== Document ==
* Begin *
Maybe we can.
From start to finish, the massive production of last night's Invesco Field extravaganza was as close to perfect as it could get. You could sense electricity in the air from the moment of arrival. By the time Sen. Obama arrived, Mile High stadium was packed to the rafters and it exploded with an outpouring of emotion and enthusiasm when he took the stage.
Leading up to that, an impressive lineup of distinguished speakers including Martin Luther King, III, Mark Udall, Tim Kaine, Bill Richardson, Al Gore, and Joe Biden among others, along with great performances by the Yonder Mountain String Band, will.i.am with John Legend, Sheryl Crow, Stevie Wonder, and Michael McDonald, kept the momentum building for the big finale.
One early highlight was the American Voices program, which featured "regular citizens" telling their stories about why they support Obama.
Pamela Cash-Roper, an unemployed nurse from North Carolina told of how she and her husband lost their health insurance and then suffered devastating health problems they can't afford. She said she was a life-long Republican and rattled off all the GOP presidents she had voted for, but never again. It struck me that here was a voter who had been voting against her own self interests for years and finally wised up. If this is a trend in this election, the GOP is in trouble.
* End *
== Challenge 1 ==
Translate this sentence from the account of the Invesco Field event into Spanish: "You could sense electricity in the air from the moment of arrival."
== Challenge 2 ==
According to the account of the Invesco Field event, why might the GOP be in trouble?
== Challenge 3 ==
Write what comes next in the account of the Invesco Field event, beginning after its last sentence.

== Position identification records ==
* Begin *
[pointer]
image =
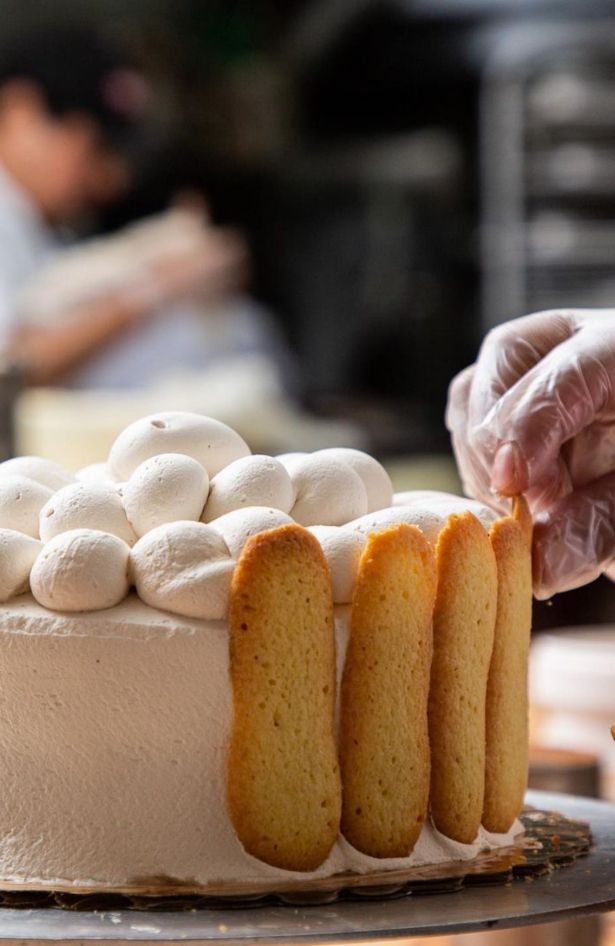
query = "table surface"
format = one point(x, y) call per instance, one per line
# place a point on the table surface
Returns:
point(587, 886)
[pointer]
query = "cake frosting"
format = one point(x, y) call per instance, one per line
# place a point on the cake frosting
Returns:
point(184, 567)
point(165, 488)
point(21, 500)
point(250, 481)
point(182, 472)
point(168, 516)
point(328, 492)
point(91, 680)
point(81, 570)
point(42, 471)
point(85, 506)
point(212, 443)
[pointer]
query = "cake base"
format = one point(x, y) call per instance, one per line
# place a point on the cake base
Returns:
point(550, 840)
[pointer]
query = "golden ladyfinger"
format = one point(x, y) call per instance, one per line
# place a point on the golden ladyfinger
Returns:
point(384, 739)
point(464, 621)
point(507, 698)
point(283, 775)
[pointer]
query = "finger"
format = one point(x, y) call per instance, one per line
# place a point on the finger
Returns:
* End *
== Output 1 ==
Se podía sentir la electricidad en el aire desde el momento de la llegada.

== Output 2 ==
Pamela Cash-Roper, a lifelong Republican who had voted for GOP presidents, said she would never do so again after she and her husband lost their health insurance and then faced health problems they can't afford. The writer says that if this is a trend in the election, the GOP is in trouble.

== Output 3 ==
That segment's best one-liner came from Barney Smith, an Indiana worker who was laid off after 30 years when the plant he worked at closed and moved to China. Smith said ""We need a president who puts Barney Smith before Smith Barney." The remark got a standing ovation as the crowd chanted "Barney! Barney! Barney!"
My other favorite one-liner came from Bill Richardson, who said "John McCain may pay hundreds of dollars for his shoes, but we'll be the ones paying for his flip-flops."
When the big moment arrived, the lights went down and an Obama "meet the candidate" campaign video played on the big screens. The crowd of 80,000+ fell silent, and you could have heard a pin drop in the delegation seating areas on the field.
Then Sen. Obama took the stage and Mile High Stadium went berserk.
He went on the attack early, singling out McCain economic advisor Phil Gramm's suggestion that we were in a "recession of the mind" and that Americans were a bunch of whiners. Obama rattled off the very real economic struggles of hard-working people in America and said "These are not whiners." He added that the Republican idea of an "ownership society" means that "you are on your own," and said it is "time for them to own up to their failures."
Early on he addressed concerns that he's been short on specifics in his speeches. Saying "I'll give you some specifics," Obama rattled off a laundry list of campaign promises, including tax breaks for workers and small businesses, eliminating tax breaks for companies that move jobs overseas and instead giving them to small businesses who create jobs here in America, ending dependence on Middle-Eastern oil in ten years, billions here for alternative energy research, billions there for education, protecting Social Security equal pay for equal work, and so on.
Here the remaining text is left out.